_Referring expression grounding data_
+ + + + + + +
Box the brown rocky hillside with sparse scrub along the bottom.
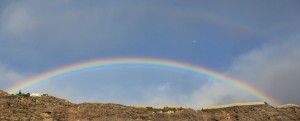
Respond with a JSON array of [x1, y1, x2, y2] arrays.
[[0, 91, 300, 121]]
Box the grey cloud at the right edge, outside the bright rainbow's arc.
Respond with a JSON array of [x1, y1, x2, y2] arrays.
[[229, 36, 300, 104]]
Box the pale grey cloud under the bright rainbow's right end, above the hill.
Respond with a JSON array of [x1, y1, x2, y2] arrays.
[[188, 80, 259, 108]]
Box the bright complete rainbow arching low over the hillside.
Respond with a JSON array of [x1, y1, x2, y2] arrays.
[[8, 58, 280, 105]]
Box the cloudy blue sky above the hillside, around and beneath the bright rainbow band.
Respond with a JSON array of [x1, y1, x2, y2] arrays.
[[0, 0, 300, 108]]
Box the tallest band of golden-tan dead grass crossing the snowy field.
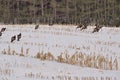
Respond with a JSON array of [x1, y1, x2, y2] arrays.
[[2, 46, 118, 70]]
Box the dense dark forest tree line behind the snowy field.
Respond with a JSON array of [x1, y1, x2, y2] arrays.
[[0, 0, 120, 26]]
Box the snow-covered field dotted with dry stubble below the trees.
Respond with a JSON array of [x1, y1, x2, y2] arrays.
[[0, 25, 120, 80]]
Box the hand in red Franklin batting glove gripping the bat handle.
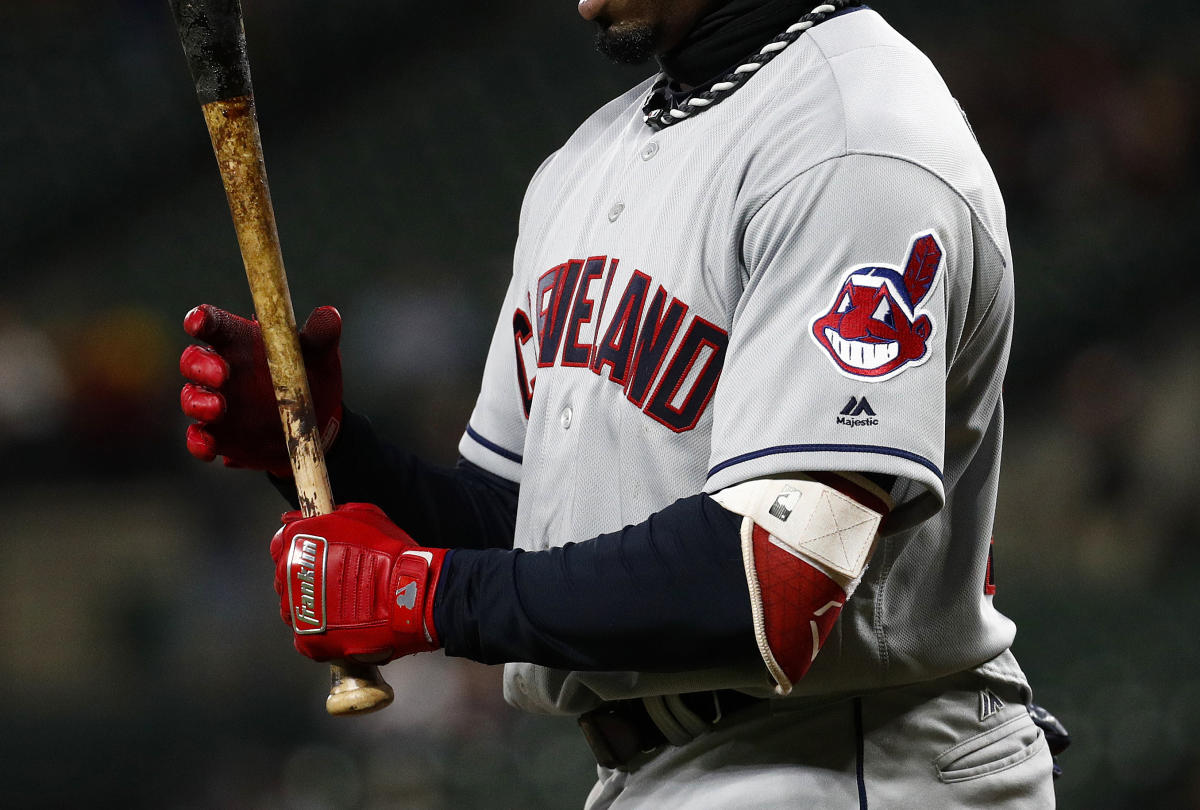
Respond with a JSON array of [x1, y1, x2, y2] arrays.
[[271, 504, 446, 664]]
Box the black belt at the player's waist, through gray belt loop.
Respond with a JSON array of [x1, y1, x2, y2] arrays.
[[580, 689, 766, 768]]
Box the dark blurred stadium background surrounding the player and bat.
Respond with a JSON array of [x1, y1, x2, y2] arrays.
[[0, 0, 1200, 808]]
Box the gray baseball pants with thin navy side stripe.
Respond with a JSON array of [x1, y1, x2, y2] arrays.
[[587, 673, 1055, 810]]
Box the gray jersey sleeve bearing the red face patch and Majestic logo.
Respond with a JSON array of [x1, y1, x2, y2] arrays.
[[706, 155, 973, 502]]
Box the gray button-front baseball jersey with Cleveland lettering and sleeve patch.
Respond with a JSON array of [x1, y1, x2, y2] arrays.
[[460, 10, 1025, 714]]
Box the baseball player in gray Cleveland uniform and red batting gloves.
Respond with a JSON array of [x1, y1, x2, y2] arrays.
[[181, 0, 1054, 809]]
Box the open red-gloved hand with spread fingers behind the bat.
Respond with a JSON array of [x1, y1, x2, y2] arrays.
[[179, 304, 342, 478]]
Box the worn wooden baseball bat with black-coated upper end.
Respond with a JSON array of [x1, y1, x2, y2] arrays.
[[169, 0, 392, 715]]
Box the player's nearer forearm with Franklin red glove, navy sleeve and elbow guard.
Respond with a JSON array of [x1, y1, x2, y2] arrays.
[[271, 473, 892, 695]]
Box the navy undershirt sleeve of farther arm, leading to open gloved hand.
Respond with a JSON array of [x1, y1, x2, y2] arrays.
[[269, 409, 520, 548]]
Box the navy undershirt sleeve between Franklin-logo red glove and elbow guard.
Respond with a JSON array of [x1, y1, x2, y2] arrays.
[[433, 494, 758, 672]]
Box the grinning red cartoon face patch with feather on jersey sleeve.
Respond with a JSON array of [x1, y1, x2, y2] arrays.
[[811, 233, 942, 380]]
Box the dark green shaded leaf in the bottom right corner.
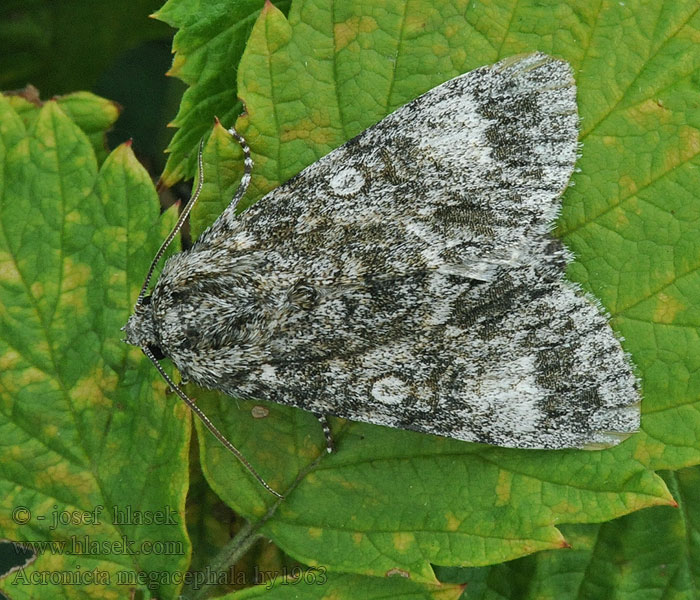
+ + + + + + +
_What is being asked_
Exclude the images and copy every record above exactly.

_Task output_
Box the brown rocky hillside with sparse scrub along the bottom.
Respond with a JSON array of [x1, y1, x2, y2] arrays.
[[0, 91, 300, 121]]
Box the grey cloud at the right edge, outside the bright rainbow's arc.
Respond with a JSON array of [x1, y1, x2, y2] arrays.
[[229, 36, 300, 104]]
Box the pale grey cloud under the bright rainbow's right end, above the hill.
Respond with a JSON array of [x1, y1, x2, y2] arrays.
[[188, 80, 259, 108]]
Box the bright complete rainbow arching low over the hillside.
Respond with a JSON array of [x1, y1, x2, y2] arrays.
[[8, 58, 280, 105]]
Box the cloudy blue sky above the hillside, around and beneath the bright rainbow band.
Respond with a JSON array of [x1, y1, x2, y2] arrays.
[[0, 0, 300, 108]]
Box the tallest band of golden-tan dead grass crossing the snowy field.
Respond with a JSON array of [x1, y1, x2, y2] arrays.
[[2, 46, 118, 70]]
Box the dense dark forest tree line behind the snowy field.
Respond with a JSON array of [x1, y1, x2, y2] arrays.
[[0, 0, 120, 26]]
Box the snow-covered field dotted with dry stubble below the trees.
Respond with a JSON array of [x1, y1, x2, y2] arrays.
[[0, 25, 120, 80]]
Box the hand in red Franklin batting glove gripping the bat handle.
Respond with a JSON array of [x1, y1, x2, y2] arrays.
[[271, 504, 446, 664]]
Box the black belt at the player's waist, through gray belt loop.
Respond with a JSON array of [x1, y1, x2, y2] arrays.
[[580, 689, 766, 768]]
Box the dark blurred stadium background surrounding the player and bat.
Respond with a JSON array of [x1, y1, x2, y2] arrays.
[[0, 0, 1200, 808]]
Box the gray baseball pants with thin navy side stripe.
Respond with a JSON array of [x1, y1, x2, y2] arrays.
[[587, 673, 1055, 810]]
Box the gray jersey sleeve bearing the red face patch and Majestic logo.
Respond with a JSON array of [x1, y1, x2, y2] arrays.
[[706, 155, 973, 502]]
Box the gray button-front baseball jersey with Cleveland lettering and sleeve patch.
Respond with a JSON array of [x1, y1, x2, y2] arrays.
[[460, 10, 1025, 714]]
Box the baseball player in gray Cleveland uniform and red batting gloves.
Respond with a JSON array of [x1, y1, x2, y2] arrays.
[[181, 0, 1054, 809]]
Box the open red-gloved hand with spread fingers behind the bat.
Respond with a JSON array of [x1, y1, x2, y2] arrays.
[[179, 304, 342, 478]]
Box the worn wooden baseball bat with black-coated upper end.
Respond with a JSON array of [x1, y1, x2, y2] arrays.
[[169, 0, 392, 715]]
Box the player's nearer forearm with Franklin red glove, navy sleeve and elbow guard.
Respond with a JSON array of [x1, y1, x2, y2] arrays.
[[271, 473, 892, 695]]
Box the navy undershirt sleeve of farther arm, leading to open gloved hand.
Respond with a JSON array of [x1, y1, x2, y2] arrays.
[[269, 409, 520, 548]]
Box the navy undershirt sleeve between Franklin-logo red glove and elbow guard.
Respond with a JSON array of [x1, y1, x2, y2] arrays.
[[433, 494, 758, 672]]
Box the grinning red cartoon face patch with feather on jersey sleeve.
Respond with a JSON array of [x1, y1, x2, y2] arrays.
[[811, 233, 942, 380]]
Box the dark green shaded leaf in the bottom right corner.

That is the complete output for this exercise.